### Descripción del ejercicio:
Selecciona y copia cada línea de las entradas que contenga la palabra "blanket". Se distinguen mayúsculas y minúsculas.

### Datos de entrada:
··········
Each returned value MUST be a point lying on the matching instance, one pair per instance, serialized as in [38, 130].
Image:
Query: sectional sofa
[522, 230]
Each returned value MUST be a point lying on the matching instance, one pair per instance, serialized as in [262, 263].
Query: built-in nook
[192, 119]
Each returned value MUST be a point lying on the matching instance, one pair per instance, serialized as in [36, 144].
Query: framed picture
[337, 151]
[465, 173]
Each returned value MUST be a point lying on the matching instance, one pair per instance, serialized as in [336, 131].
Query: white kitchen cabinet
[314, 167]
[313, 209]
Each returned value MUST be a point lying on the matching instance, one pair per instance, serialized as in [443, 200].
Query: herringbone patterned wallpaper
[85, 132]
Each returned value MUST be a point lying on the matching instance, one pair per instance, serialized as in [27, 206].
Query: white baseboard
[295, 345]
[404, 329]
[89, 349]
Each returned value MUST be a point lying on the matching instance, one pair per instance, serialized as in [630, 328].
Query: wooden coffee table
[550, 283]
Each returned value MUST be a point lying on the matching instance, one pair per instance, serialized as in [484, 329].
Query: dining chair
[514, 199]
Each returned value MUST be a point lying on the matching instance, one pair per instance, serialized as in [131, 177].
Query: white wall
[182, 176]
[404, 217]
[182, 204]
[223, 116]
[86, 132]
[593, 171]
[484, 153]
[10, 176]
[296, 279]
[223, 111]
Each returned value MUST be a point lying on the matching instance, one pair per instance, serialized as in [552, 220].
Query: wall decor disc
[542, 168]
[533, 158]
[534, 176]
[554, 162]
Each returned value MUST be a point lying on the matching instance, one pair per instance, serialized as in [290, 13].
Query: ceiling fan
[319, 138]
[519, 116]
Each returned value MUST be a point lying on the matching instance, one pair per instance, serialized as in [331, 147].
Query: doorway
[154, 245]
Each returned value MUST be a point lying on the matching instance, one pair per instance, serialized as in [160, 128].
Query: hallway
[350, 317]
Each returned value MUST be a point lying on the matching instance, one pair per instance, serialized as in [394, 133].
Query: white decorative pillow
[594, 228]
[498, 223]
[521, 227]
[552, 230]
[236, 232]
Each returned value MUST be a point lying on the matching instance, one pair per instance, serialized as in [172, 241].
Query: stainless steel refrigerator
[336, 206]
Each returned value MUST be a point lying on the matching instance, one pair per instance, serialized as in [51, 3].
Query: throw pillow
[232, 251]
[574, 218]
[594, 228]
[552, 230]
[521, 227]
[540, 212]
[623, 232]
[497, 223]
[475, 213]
··········
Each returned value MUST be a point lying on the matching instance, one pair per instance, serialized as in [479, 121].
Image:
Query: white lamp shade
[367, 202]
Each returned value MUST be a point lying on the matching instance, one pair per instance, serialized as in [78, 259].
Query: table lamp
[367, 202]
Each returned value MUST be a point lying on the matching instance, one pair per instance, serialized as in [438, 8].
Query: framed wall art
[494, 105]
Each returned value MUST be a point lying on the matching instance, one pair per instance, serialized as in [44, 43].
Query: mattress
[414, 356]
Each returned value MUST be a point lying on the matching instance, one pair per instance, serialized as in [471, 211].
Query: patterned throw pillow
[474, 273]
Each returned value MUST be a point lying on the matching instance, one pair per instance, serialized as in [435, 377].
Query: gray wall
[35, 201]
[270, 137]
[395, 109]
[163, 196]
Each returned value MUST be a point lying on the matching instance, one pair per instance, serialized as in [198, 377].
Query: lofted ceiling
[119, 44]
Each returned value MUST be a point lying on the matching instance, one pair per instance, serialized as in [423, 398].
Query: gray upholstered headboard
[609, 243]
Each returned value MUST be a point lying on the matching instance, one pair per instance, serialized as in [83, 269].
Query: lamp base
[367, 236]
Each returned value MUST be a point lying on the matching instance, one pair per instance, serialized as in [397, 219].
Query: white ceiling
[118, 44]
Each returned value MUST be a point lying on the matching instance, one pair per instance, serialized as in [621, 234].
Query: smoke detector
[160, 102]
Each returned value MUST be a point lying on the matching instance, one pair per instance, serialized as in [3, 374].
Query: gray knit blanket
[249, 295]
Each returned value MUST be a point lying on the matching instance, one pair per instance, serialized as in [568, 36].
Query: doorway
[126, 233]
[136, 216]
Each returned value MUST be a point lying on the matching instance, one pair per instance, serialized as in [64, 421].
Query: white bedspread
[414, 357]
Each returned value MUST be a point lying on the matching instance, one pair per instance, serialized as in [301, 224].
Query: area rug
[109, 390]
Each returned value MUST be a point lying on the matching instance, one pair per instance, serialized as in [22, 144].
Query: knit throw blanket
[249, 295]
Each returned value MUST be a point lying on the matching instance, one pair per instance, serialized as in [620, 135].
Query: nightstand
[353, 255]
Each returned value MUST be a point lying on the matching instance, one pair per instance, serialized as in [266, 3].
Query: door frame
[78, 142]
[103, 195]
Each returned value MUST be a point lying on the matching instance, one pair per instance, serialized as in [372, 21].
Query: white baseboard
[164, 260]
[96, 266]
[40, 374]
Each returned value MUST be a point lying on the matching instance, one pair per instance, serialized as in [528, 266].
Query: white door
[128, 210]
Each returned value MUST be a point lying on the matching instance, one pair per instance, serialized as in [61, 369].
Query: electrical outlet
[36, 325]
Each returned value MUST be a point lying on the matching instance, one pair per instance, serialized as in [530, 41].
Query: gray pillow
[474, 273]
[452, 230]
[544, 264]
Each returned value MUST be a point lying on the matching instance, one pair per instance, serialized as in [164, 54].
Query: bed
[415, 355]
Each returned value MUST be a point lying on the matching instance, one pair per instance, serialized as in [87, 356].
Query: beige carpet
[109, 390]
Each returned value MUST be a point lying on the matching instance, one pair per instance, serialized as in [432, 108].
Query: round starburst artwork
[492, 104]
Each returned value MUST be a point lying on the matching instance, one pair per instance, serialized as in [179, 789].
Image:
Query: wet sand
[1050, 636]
··········
### Respuesta esperada:
Query: gray knit blanket
Query: knit throw blanket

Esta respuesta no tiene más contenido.